> _Task statement_: Skip the images. Copy the records exactly as written.

> _Extracted data_:

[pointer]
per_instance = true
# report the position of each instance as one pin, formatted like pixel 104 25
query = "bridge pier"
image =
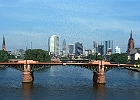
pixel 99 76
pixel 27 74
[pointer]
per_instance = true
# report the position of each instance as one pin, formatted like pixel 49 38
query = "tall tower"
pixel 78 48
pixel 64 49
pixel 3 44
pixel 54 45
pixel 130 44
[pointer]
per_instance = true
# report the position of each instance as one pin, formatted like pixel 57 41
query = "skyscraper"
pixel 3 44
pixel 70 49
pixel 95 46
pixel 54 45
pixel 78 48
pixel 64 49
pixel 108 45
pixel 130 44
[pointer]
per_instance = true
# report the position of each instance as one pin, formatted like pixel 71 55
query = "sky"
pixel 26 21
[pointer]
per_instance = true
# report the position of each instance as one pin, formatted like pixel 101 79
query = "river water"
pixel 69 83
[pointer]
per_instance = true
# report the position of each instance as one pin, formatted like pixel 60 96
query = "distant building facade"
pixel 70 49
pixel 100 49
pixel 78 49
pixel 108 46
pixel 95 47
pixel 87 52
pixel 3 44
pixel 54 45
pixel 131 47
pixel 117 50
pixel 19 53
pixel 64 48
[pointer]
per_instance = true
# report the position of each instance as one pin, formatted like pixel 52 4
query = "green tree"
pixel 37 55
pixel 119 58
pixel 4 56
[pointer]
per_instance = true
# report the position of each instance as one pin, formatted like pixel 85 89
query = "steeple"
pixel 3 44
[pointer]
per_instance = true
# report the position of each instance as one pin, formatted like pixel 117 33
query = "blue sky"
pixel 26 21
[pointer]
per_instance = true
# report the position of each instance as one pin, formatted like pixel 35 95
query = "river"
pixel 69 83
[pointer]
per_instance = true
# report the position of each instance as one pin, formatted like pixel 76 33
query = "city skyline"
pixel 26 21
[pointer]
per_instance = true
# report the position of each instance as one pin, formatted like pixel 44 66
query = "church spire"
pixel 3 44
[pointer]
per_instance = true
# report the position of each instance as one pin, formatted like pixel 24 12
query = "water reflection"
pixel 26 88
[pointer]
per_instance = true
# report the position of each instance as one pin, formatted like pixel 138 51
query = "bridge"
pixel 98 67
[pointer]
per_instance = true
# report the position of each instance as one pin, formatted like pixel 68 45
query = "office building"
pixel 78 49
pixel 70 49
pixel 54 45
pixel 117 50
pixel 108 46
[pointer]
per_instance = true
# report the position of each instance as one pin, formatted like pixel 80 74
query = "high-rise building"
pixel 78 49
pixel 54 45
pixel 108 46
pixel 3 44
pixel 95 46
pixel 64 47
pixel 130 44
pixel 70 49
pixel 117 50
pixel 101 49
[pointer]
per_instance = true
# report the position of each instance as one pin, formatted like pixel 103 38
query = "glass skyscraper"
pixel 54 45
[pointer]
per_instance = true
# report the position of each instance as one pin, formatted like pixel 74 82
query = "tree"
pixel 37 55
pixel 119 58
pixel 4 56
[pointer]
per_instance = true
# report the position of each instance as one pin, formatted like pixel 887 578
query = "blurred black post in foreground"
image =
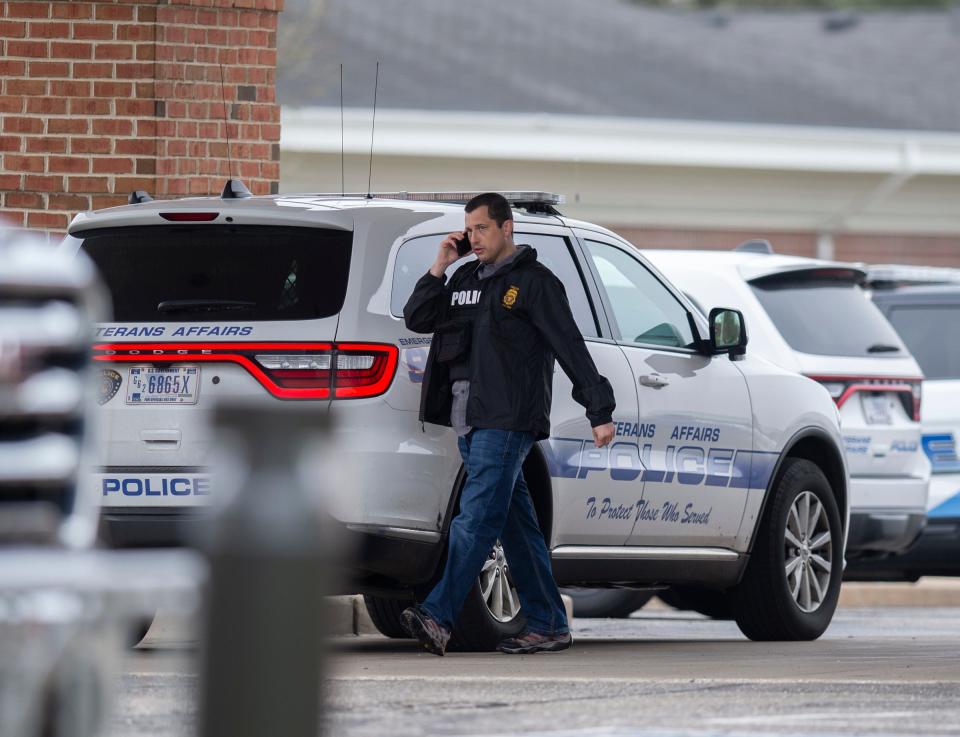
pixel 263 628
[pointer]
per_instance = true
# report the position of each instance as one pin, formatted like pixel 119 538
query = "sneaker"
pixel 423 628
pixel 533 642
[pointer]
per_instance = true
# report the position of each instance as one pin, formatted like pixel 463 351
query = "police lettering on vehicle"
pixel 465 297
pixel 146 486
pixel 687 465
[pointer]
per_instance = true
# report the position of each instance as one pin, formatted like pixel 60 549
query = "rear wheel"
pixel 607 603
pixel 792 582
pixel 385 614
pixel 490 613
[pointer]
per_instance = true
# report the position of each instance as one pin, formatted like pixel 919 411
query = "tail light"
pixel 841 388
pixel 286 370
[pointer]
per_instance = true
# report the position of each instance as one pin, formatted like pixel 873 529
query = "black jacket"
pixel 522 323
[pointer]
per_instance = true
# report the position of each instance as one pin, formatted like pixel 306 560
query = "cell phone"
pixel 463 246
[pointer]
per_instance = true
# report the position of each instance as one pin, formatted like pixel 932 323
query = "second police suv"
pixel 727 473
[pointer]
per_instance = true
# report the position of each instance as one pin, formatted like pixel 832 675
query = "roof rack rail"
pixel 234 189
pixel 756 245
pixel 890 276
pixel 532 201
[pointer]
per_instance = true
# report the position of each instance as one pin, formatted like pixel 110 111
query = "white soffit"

> _Answer below_:
[pointer]
per_instance = true
# report the position of each instance as one pin, formatted like pixel 104 25
query = "bridge pier"
image =
pixel 99 76
pixel 27 74
[pointer]
per_instance = true
# report the position of each instance as one pin, formatted like pixel 49 38
query = "tall tower"
pixel 78 48
pixel 64 49
pixel 3 44
pixel 54 45
pixel 130 44
[pointer]
per_instance = true
# report the position of each instance as one pin, formatted like pixel 57 41
query = "skyscraper"
pixel 3 44
pixel 70 49
pixel 95 46
pixel 54 45
pixel 78 48
pixel 64 49
pixel 108 45
pixel 130 44
[pointer]
per_instance = true
# report the position of each instance as one pin, formatted like pixel 71 55
query = "sky"
pixel 26 21
[pointer]
per_instance = true
# report the position of each instance as one pin, formatted like pixel 101 79
query = "river water"
pixel 69 83
[pointer]
per_instance = true
# report the position of each instance as one pin, formatted like pixel 60 96
query = "distant building facade"
pixel 70 49
pixel 100 49
pixel 78 49
pixel 108 46
pixel 95 47
pixel 87 52
pixel 3 44
pixel 54 45
pixel 131 47
pixel 117 50
pixel 19 53
pixel 64 48
[pointer]
per_instance = true
# report the position of each instance as one pin, formatted like pixel 52 4
query = "green tree"
pixel 37 55
pixel 119 58
pixel 4 56
[pointer]
per_instance = true
# report the position of each instance as one pin, formatted like pixel 85 89
query = "steeple"
pixel 3 44
[pointer]
per_instance = true
# report the position of each instance as one pin, formatted like pixel 117 33
query = "blue sky"
pixel 26 21
[pointer]
per_instance = true
# report the position of each instance as one pin, formatted like pixel 35 95
query = "river"
pixel 69 83
[pointer]
per_instance = true
# report the position of each instance as one pin, formatted like pixel 76 33
query = "city skyline"
pixel 26 21
[pointer]
per_instance = true
# report the position of each instance as one pin, formatted like pixel 44 66
query = "church spire"
pixel 3 44
[pointer]
per_instance = true
# report the position of each instance as one pin, formatted like pixel 24 12
query = "water reflection"
pixel 26 88
[pointer]
per_instance = true
# report the position of each instance as one pin, formatted like pixel 138 51
query = "bridge"
pixel 98 67
[pointer]
per_instance = true
# report the position of each instance as one pin, formatted like pixel 68 45
query = "office building"
pixel 78 49
pixel 70 49
pixel 54 45
pixel 117 50
pixel 108 46
[pointer]
per_instance = true
# report the position of each instance as one pin, formatted like pixel 80 74
query = "high-rise building"
pixel 78 49
pixel 54 45
pixel 108 46
pixel 3 44
pixel 95 46
pixel 64 47
pixel 130 44
pixel 70 49
pixel 117 50
pixel 101 49
[pointer]
per_instance = true
# report the position of each instance as one pin, formatted like pixel 103 38
query = "glass skyscraper"
pixel 54 45
[pointer]
per_instance = true
# report the position of each instance as one pin, formatted like pixel 74 82
query = "tree"
pixel 37 55
pixel 119 58
pixel 4 56
[pointer]
per_instance = true
# report the position of each instance as one pin, formatted like pixel 887 578
query = "blurred black post in foreground"
image =
pixel 263 628
[pointer]
per_instance = true
# report the position of each instance as one pin, formatted like pixel 119 538
query = "sneaker"
pixel 423 628
pixel 533 642
[pointer]
per_instance = true
# report the position of each instance as one pin, formatted like pixel 463 351
query = "police lettering on vehicle"
pixel 465 297
pixel 146 486
pixel 687 465
[pointer]
per_instance = true
# report the position of each instance as one pin, formatted like pixel 60 549
query = "rear wheel"
pixel 607 603
pixel 792 582
pixel 385 614
pixel 490 613
[pointer]
per_instance = true
# report the position of each instance as one pin, formatted like pixel 919 411
query = "tail light"
pixel 841 388
pixel 286 370
[pointer]
per_instance = true
# report the position of each instance as one pin, formatted like pixel 873 529
query = "black jacket"
pixel 522 323
[pointer]
per_instance = true
# report the position of each instance as one pin, formatted like pixel 306 560
query = "cell phone"
pixel 463 246
[pointer]
per_instance = true
# report the position of each instance as one pin, formatted like pixel 932 323
query = "second police suv"
pixel 727 473
[pointer]
per_instance = true
# report the position of each instance as one pin, formatted like pixel 832 675
query = "roof rack rail"
pixel 234 189
pixel 756 245
pixel 890 276
pixel 532 201
[pointer]
per_instance = true
# report the position of each instance as one pin, formatted like pixel 110 111
query = "white soffit"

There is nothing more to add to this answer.